### Exercise task
In the Fair Work Commission decision below, why did the hearing listed for 10 May 2024 not go ahead?

### Text segment
##########

Kathlene (Kathy) Margaret White v Australia Care Pty Ltd

Case

[2024] FWC 1976

26 JULY 2024


[2024] FWC 1976

FAIR WORK COMMISSION

DECISION

Fair Work Act 2009

s.365—General protections

Kathlene (Kathy) Margaret White
v

Australia Care Pty Ltd

(C2024/1348)

COMMISSIONER SCHNEIDER

PERTH, 26 JULY 2024

Application to deal with contraventions involving dismissal

  1. Ms Kathlene (Kathy) Margaret White (the Applicant) has made an application pursuant to section 365 of the Fair Work Act 2009 (Cth) (the Act) to deal with a general protections dispute involving her alleged dismissal by Australia Care Pty Ltd (the Respondent).

  1. The Respondent has raised a jurisdictional objection to the application being that the Applicant was not dismissed.

  1. The Respondent raised a further jurisdictional objection to the application being that the Applicant was not an employee of the Respondent.

  1. The Commission must determine if the Applicant was dismissed before the matter may proceed.

  1. The jurisdictional objection was listed for a Hearing on 10 May 2024. The Hearing did not proceed as the Applicant failed to attend. As a result, the decision was made on the papers.

Legislation

  1. Section 365 of the Act provides as follows:

365      Application for the FWC to deal with a dismissal dispute

If:

(a)       a person has been dismissed; and

(b)       the person, or an industrial association that is entitled to represent the industrial interests of the person, alleges that the person was dismissed in contravention of this Part;

the person, or the industrial association, may apply to the FWC for the FWC to deal with the dispute.”

  1. The meaning of “dismissed” is provided at section 386 of the Act:

386      Meaning of dismissed

(1)       A person has been dismissed if:

(a)       the person’s employment with his or his employer has been terminated on the employer’s initiative; or

(b)       the person has resigned from his or his employment, but was forced to do so because of conduct, or a course of conduct, engaged in by his or his employer.

(2)       However, a person has not been dismissed if:

(a)       the person was employed under a contract of employment for a specified period of time, for a specified task, or for the duration of a specified season, and the employment has terminated at the end of the period, on completion of the task, or at the end of the season; or

(b)       the person was an employee:

(i)           to whom a training arrangement applied; and

(ii)          whose employment was for a specified period of time or was, for any reason, limited to the duration of the training arrangement;

and the employment has terminated at the end of the training arrangement; or

(c)       the person was demoted in employment but:

(i)           the demotion does not involve a significant reduction in his or his remuneration or duties; and

(ii)          he or he remains employed with the employer that effected the demotion.

##########

### Record excerpts
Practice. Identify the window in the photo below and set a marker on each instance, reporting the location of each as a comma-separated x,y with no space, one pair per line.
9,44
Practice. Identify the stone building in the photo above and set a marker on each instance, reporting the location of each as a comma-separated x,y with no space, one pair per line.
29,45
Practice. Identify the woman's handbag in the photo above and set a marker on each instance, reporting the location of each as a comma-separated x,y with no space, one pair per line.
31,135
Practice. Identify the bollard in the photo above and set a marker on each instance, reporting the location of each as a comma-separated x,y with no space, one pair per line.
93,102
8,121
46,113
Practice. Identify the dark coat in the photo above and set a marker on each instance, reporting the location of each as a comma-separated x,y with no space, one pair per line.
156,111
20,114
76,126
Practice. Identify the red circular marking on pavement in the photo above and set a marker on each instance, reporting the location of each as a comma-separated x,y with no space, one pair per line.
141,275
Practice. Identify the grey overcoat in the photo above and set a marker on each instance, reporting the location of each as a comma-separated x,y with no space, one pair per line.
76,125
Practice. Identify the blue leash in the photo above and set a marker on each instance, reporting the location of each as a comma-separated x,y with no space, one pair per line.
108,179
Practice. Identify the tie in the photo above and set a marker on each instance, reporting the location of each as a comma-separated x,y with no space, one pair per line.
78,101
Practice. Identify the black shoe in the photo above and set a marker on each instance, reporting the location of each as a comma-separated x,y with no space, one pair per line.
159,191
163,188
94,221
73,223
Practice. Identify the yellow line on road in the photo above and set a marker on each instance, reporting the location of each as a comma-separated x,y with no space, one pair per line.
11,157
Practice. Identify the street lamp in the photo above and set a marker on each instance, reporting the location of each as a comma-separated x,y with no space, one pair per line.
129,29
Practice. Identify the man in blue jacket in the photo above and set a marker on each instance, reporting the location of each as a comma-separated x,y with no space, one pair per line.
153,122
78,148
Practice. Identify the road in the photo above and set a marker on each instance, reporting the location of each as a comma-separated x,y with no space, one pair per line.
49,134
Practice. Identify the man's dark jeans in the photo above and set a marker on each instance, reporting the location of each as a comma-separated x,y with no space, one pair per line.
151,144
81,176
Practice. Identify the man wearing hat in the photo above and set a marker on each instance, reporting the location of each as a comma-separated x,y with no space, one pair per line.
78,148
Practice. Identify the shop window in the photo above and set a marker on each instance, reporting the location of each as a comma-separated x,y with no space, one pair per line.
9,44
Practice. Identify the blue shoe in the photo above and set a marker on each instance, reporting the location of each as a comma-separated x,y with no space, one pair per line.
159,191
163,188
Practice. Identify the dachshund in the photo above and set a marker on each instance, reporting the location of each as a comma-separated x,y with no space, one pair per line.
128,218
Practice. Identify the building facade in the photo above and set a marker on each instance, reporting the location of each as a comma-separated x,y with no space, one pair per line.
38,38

##########

### Answer in full
The Applicant failed to attend.